▶ _EXERCISE BRIEF_
Everything from the line with "Task: put a single marker on each instance of the bench" through the last line of the data below should be copied exactly, apart from the pictures.

================================

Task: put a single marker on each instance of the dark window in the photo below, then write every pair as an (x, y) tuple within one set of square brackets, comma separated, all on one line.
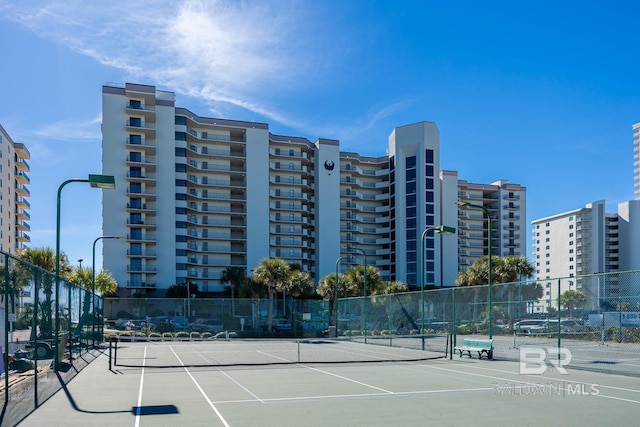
[(410, 162), (429, 184), (428, 156)]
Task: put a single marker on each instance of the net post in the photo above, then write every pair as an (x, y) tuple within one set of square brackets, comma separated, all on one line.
[(115, 352), (110, 344)]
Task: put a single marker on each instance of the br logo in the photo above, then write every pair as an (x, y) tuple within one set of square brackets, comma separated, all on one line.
[(535, 360)]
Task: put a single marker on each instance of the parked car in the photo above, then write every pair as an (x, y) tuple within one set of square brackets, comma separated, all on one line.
[(282, 325), (529, 326), (206, 325), (180, 323)]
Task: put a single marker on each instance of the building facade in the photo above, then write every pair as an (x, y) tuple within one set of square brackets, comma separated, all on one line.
[(14, 194), (196, 195), (583, 242)]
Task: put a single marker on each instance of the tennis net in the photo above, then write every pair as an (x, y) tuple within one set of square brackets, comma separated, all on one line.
[(257, 352)]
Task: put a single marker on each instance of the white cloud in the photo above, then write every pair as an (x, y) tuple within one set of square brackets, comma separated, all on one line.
[(232, 54)]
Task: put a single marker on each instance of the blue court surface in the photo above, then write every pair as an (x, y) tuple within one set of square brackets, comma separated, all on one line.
[(441, 392)]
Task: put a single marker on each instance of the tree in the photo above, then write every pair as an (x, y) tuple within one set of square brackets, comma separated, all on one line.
[(45, 258), (273, 273), (299, 284), (233, 276), (572, 300), (327, 287), (356, 277)]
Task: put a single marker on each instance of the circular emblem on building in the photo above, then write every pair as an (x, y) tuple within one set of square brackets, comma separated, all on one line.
[(329, 165)]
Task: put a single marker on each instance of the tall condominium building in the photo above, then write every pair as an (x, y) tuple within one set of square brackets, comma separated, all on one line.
[(14, 206), (196, 195), (585, 241)]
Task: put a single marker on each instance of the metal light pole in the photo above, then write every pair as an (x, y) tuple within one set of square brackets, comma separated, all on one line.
[(364, 293), (490, 266), (93, 286), (440, 229), (96, 181)]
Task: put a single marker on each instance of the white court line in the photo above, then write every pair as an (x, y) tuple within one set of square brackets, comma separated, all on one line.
[(220, 417), (348, 379), (360, 395), (630, 390), (144, 357), (241, 386), (604, 396), (333, 375)]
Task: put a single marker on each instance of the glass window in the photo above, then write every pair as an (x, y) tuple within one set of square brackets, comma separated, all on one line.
[(428, 155), (429, 196), (429, 183), (410, 162)]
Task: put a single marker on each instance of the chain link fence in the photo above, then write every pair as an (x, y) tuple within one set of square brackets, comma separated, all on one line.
[(47, 330), (596, 317)]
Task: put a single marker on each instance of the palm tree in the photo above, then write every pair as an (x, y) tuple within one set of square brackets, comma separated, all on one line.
[(299, 283), (45, 258), (573, 299), (273, 273), (233, 276), (356, 277)]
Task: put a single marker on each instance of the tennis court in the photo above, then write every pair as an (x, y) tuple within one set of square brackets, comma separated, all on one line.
[(439, 391)]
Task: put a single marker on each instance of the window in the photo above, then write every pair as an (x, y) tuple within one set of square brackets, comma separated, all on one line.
[(429, 183), (428, 156)]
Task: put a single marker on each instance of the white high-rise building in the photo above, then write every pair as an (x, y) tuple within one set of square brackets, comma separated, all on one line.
[(196, 195), (14, 192), (586, 241)]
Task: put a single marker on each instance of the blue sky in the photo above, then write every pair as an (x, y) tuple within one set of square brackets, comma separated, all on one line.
[(542, 94)]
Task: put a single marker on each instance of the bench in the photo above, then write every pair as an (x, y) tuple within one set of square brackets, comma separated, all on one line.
[(482, 346)]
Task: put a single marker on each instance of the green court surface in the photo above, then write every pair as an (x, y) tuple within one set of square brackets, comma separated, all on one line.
[(441, 392)]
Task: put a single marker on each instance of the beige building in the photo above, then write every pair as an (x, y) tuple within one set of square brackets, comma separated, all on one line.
[(14, 192)]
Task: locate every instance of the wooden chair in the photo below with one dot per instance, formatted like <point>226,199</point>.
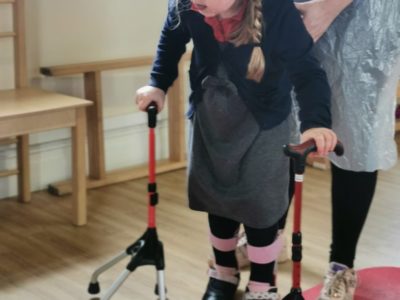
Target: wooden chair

================================

▶ _SOLUTION_
Task: put a single marker on each instance of the bench in the photo above, then write every pair as an (x, y) tuple within one set of square brackets, comma separated, all on one line.
[(482, 346)]
Task: put a single marker on each instance of the green court surface in the photo above, then write every pair as an (x, y) tuple within one set of square brackets, comma separated, all on one line.
[(441, 392)]
Task: put a single marker on each instance of the beige building in the photo above, then write every pair as an (x, y) tuple within one set of square brackets, comma separated, all on one line.
[(14, 192)]
Task: locate every instance of the wooden chair in the photo below with one dot per instance, formatted like <point>226,199</point>.
Target: wooden chair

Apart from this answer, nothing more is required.